▸ **Given information**:
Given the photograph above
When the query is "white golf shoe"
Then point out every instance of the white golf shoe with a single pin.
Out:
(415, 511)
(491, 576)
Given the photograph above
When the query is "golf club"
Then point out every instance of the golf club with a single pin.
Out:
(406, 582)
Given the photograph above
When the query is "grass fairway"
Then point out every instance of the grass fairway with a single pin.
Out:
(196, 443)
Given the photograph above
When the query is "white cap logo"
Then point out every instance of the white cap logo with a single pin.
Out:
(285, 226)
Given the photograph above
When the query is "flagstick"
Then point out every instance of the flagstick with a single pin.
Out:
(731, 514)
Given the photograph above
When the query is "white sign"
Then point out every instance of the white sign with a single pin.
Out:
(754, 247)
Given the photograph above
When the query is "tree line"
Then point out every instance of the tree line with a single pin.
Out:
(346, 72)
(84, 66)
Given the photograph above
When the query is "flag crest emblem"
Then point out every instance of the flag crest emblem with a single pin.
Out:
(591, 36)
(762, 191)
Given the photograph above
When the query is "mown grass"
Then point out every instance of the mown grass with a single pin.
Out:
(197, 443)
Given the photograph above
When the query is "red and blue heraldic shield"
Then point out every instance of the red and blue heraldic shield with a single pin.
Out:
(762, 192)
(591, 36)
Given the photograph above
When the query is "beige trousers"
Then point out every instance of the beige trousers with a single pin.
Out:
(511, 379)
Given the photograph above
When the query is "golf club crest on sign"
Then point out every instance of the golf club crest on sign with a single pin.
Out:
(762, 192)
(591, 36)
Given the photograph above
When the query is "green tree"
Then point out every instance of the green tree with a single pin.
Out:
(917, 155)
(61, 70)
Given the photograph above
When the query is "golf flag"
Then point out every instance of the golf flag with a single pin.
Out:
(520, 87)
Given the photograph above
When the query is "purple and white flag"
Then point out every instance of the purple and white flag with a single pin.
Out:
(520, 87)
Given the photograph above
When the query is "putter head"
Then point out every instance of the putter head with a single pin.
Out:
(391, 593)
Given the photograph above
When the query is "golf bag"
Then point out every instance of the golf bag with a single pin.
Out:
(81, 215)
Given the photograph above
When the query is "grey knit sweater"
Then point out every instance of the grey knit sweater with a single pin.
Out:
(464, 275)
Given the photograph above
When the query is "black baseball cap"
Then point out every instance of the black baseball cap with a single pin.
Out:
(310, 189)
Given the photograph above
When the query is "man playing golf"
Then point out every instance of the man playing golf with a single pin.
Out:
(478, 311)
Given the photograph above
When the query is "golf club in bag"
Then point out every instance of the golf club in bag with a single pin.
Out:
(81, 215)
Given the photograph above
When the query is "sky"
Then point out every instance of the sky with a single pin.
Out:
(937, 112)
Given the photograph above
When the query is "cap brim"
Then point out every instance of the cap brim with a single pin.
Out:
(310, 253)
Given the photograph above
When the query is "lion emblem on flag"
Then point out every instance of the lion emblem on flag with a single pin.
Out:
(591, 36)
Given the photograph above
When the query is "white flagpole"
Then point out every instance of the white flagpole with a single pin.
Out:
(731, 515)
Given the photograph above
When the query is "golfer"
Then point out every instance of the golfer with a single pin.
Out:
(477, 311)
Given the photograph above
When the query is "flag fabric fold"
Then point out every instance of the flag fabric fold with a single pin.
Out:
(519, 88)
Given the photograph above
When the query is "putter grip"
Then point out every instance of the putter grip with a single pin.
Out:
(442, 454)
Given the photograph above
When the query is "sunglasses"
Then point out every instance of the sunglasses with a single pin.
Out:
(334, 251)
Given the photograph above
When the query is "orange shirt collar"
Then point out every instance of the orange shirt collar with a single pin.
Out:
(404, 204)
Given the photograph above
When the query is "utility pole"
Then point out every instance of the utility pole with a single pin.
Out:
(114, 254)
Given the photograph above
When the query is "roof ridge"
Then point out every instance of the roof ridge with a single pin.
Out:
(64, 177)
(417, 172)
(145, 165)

▸ **Task to complete**: The records above should be restated word for word, please.

▸ **Complete output**:
Given the photograph above
When the query is "white golf shoe"
Then point out every instance of the white golf shoe with a single pin.
Out:
(415, 511)
(491, 576)
Given the photograph above
When the query is "golf club"
Then point out every instance of the golf club with a single pin.
Out:
(406, 582)
Given the photograph above
When the query is "grass fairway"
Then point out every instance of the grass fairway with a single pin.
Out:
(196, 443)
Given the photograph above
When the query is "white cap logo"
Then point out every instance of the white cap logo with a single pin.
Out:
(285, 226)
Given the photograph above
When the query is "flagstick"
Then point out every instance of the flagstick with a single pin.
Out:
(731, 514)
Given the photograph above
When the query is "white sign"
Then point out every instance of the white sign with a single pin.
Out:
(754, 247)
Given the photograph above
When the query is "tree line"
Then point out every instance of the tree line with a single pin.
Out:
(346, 72)
(84, 66)
Given the photograph above
When the query is "flag crest emblem"
Then point out every instance of the flag crest emblem with a single pin.
Out:
(591, 36)
(762, 191)
Given the photograph above
When the query is "mown grass"
Then point out every instance of the mown grass with a single pin.
Out:
(197, 443)
Given the photograph above
When the query is "red and blue heraldic shield"
Then point out every instance of the red and blue heraldic shield with a single pin.
Out:
(762, 192)
(591, 36)
Given the photograph above
When the query is "beige trousers"
Then point out every instance of the beige trousers with a single pin.
Out:
(511, 379)
Given the photograph above
When the query is "golf club crest on sign"
Then point out every instance of the golf club crest on sign with a single pin.
Out:
(762, 192)
(591, 36)
Given the photograph above
When the query is "green tree"
Then point out every instance of the green tree with a single pin.
Out:
(917, 155)
(61, 70)
Given the photograph above
When the query is "golf flag"
Then point out every instance of the golf flag with a single pin.
Out:
(520, 87)
Given the photograph above
When the query is "purple and white flag"
Then point out every instance of the purple and white flag with a single pin.
Out:
(520, 87)
Given the photograph above
When the query is "putter head"
Then point out every instance of the putter head with a single pin.
Out:
(391, 593)
Given the photograph above
When the query is "golf bag"
Then point out every instance of the golf bag with a single pin.
Out:
(81, 215)
Given the photograph above
When the query is "grey knit sweater"
Then point out every instance of the grey knit sweater with a single pin.
Out:
(464, 275)
Given the photograph above
When the query is "black baseball cap"
Then point out every instance of the black baseball cap with a single pin.
Out:
(310, 189)
Given the photograph above
When the query is "man playing golf"
Then point out every instance of the man playing golf with a single pin.
Out:
(478, 311)
Given the photograph above
When the query is "golf club in bag"
Then point out every instance of the golf club in bag with a single pin.
Out:
(81, 215)
Given the photograph above
When the query is "sky"
Then point out every instance of the sky with a single pin.
Out:
(937, 112)
Given the photograph above
When the query is "cap brim"
Then point out every instance of the cap brim with a single pin.
Out:
(310, 253)
Given the photograph above
When the query is "lion emblem on flag"
Then point out every instance of the lion emblem on flag with a single pin.
Out:
(591, 36)
Given the photograph above
When the query is "white flagpole"
Then point out every instance of the white flagpole with a single pin.
Out:
(731, 515)
Given the photograph above
When the query is "golfer"
Then point out every instance of the golfer with a single pin.
Out:
(477, 311)
Given the photograph above
When the query is "flag fabric fold"
Then point out every instance of the flag fabric fold with a single pin.
Out:
(519, 88)
Given the photograph above
When the query is "putter grip"
Then point out every instance of the putter grip with a single pin.
Out:
(442, 454)
Given the photograph above
When the query is "sunglasses"
Then point out every instance of the sunglasses with a single pin.
Out:
(334, 251)
Given the photograph above
When the query is "orange shirt collar"
Then point out every instance of the orange shirt collar with a single pin.
Out:
(404, 204)
Given the photograph above
When the query is "utility pole"
Then point out every instance of the utility pole with a single pin.
Out:
(114, 254)
Given the photograph above
When the query is "roof ridge"
Then point out every instance of the roof ridge with a single pin.
Out:
(64, 177)
(417, 172)
(145, 165)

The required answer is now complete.